Raw records.

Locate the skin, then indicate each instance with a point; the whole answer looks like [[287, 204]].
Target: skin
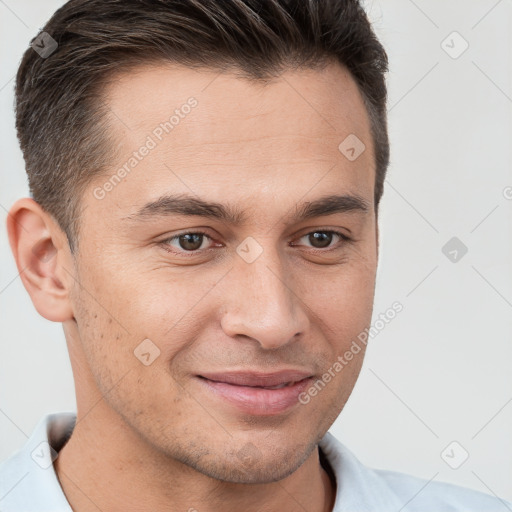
[[150, 437]]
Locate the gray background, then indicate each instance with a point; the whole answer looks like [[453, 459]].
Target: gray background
[[440, 371]]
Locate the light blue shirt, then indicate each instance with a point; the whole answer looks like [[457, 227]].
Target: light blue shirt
[[28, 482]]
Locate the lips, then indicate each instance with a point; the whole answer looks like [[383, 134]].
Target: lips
[[274, 380], [256, 394]]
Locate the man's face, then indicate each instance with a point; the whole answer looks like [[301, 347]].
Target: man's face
[[268, 292]]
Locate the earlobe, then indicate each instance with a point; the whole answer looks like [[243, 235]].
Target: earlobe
[[41, 252]]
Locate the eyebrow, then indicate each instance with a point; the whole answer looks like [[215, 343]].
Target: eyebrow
[[183, 204]]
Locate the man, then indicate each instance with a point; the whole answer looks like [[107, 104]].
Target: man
[[205, 182]]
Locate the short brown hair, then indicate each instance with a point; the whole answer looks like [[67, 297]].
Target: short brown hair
[[61, 119]]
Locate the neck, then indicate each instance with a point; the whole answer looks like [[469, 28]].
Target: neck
[[107, 466]]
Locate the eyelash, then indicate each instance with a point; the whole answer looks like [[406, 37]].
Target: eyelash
[[166, 243]]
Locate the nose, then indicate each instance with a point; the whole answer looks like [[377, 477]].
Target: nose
[[261, 303]]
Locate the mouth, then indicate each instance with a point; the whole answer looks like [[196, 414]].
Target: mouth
[[256, 398]]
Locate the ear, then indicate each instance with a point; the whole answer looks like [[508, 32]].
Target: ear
[[43, 258]]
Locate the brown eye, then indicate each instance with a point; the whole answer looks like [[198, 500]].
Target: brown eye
[[191, 241], [320, 239], [186, 242]]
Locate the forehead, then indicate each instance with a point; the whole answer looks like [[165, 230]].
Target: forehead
[[217, 135]]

What you are asked to do.
Please return every line above word for word, leaving out the pictures.

Written solution.
Locate the skin, then indicate each instance with a point; the whole answer looks like [[287, 204]].
Target: skin
[[150, 437]]
Locate the gray background, then indicate each instance with a point; the whole answer looks like [[453, 459]].
Target: gray background
[[440, 371]]
Locate the light blue shirt, then indicate each instance with a point; the whole answer looks like [[457, 227]].
Target: light blue shirt
[[28, 482]]
Locate the lips, then indicate each instance with a point; the whole answer looks like [[383, 134]].
Target: lips
[[274, 380], [256, 394]]
Locate the man's face, then indicate each instance with a point; the whole answer looks like [[301, 347]].
Target: man's face
[[268, 292]]
Locate the earlobe, then indicate each instance with a point; the whole answer looks like [[243, 235]].
Target: earlobe
[[41, 252]]
Locate the eyebrow, then indicate each instance with a point; the whole answer looks like [[215, 343]].
Target: eyebrow
[[183, 204]]
Locate the man, then indicate each instance with a point; the whole answer looks like [[107, 104]].
Target: man
[[205, 182]]
Locate the short brown hair, then indicate each instance with a point; the whole answer looks like [[67, 297]].
Target: short brown hair
[[61, 119]]
Locate the neck, then indicate each instance with a point; the whole answer looks like [[469, 28]].
Target: neck
[[107, 466]]
Locate the eyelash, then indicate each instance with a point; the whole answer looks like [[406, 37]].
Target: eyelash
[[166, 243]]
Locate the nose, then indicate each instance with a point; the whole answer looks like [[377, 477]].
Target: nose
[[261, 303]]
Locate the mouth, then indicate each instance with a point; the whole answer looks like [[196, 414]].
Target: mouth
[[256, 398]]
Locate the ear, then indicate each instance with a point; the whole answer looks like [[508, 32]].
Target: ear
[[43, 258]]
Locate the brown eye, then indicate each instance with a point; the whole answer looks like [[198, 500]].
Target: brown eye
[[191, 241], [320, 239], [186, 242]]
Locate the forehead, then indicate each instance with a point; the whole answer looks like [[165, 230]].
Target: forehead
[[217, 135]]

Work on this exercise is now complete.